Source passage —
As a whole, the present study attempts to systematically organize what we know in terms of bureaucratic whistleblowing. Based on these, two theoretical issues and four empirical agendas are presented, with a question of what we need to know to better protect them and to incorporate their prosocial voices. We now have a clear understanding about who they are and why they blow the whistle. As a final remark, this study calls for more scholarly attention to the systems, institutions, and organizational arrangements which would support their reasoned voices.
Footnotes
Appendix
Information Extraction Form.
| Category | Extraction |
|---|---|
| Basic information | Author(s), publication year, title, journal, and abstract |
| Definition of whistleblowing | Definition of whistleblowing in each study was identified from the body and categorized into three classifications: (1) Process-oriented definition (2) Legal definition (3) Both (4) Unspecified |
| Theories/themes | Theory in each study was coded based on the abstract and theory/literature review section in the body. Coding schemes include: (1) HRM/ethics/psychology theories (2) Near & Miceli school of whistleblowing (3) Organizational theory and behavior (4) Constitutional basis/protection/protection law (5) Social exchange theory (6) Exploratory/fact-finding (7) Corruption (8) Bureaucratic politics (9) Accountability Note: This section is coded as a multiple choice because one study can have multiple theoretical backgrounds. |
| Methods | Method was coded following three criteria: (1) Theoretical/constructive (2) Descriptive (3) Empirical-Qualitative (4) Empirical-Quantitative (5) Empirical-Mixed method |
| Data | Data was coded based on the author’s description in the body. Broadly, this can be categorized into: (1) Survey (2) Legal case (3) Law content |
| Dependent variables | For the empirical studies (descriptive, qualitative, and quantitative), the dependent variables were identified. This can be categorized into: (1) Whistleblowing behavior (2) Whistleblowing intention (3) General perceptions (reprisal, barriers, protection, and knowledge) |
| Independent/correlated variables | The independent variables, correlates, and antecedents were recorded and recategorized in the second coding. This includes: (1) Individual characteristics (2) Whistleblowing situational factors (at the organizational level) (3) Organizational factors (4) Whistleblower protection factors (at the institutional level) (5) Social exchange factors |
Declaration of Conflicting Interests
The author declared no potential conflicts of interest with respect to the research, authorship, and/or publication of this article.

Activity — Copy the source passage from "As a whole, the" through "their reasoned voices.", swapping every "voices" for "concerns". Rely only on the source passage.

Region pointing data —
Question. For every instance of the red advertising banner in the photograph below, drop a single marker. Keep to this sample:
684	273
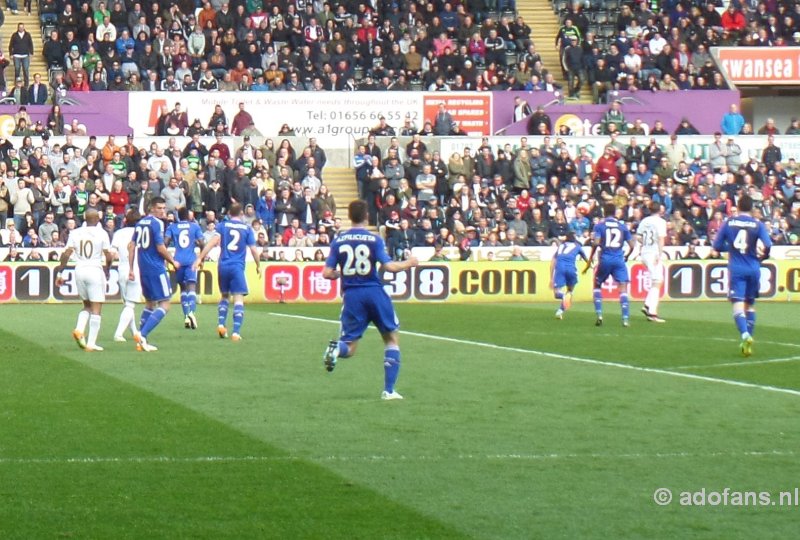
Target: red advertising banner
472	112
761	65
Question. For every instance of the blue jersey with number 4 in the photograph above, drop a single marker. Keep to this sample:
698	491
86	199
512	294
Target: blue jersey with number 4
612	235
184	236
357	253
739	236
235	237
148	235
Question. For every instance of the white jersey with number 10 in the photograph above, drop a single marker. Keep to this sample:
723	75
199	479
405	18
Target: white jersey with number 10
650	230
89	245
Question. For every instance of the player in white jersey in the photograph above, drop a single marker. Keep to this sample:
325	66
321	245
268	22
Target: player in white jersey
130	290
653	232
92	262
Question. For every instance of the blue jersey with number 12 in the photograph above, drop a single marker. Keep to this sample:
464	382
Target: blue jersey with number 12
612	235
357	253
235	237
184	236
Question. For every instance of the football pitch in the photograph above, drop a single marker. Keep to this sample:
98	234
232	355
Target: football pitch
514	425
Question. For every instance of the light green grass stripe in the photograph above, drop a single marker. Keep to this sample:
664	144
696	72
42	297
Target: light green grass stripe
578	359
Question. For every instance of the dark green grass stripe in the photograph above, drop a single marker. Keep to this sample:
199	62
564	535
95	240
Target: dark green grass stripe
55	409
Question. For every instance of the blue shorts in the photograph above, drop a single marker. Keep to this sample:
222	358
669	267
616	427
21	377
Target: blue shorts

Response area —
As a whole, the present study attempts to systematically organize what we know in terms of bureaucratic whistleblowing. Based on these, two theoretical issues and four empirical agendas are presented, with a question of what we need to know to better protect them and to incorporate their prosocial concerns. We now have a clear understanding about who they are and why they blow the whistle. As a final remark, this study calls for more scholarly attention to the systems, institutions, and organizational arrangements which would support their reasoned concerns.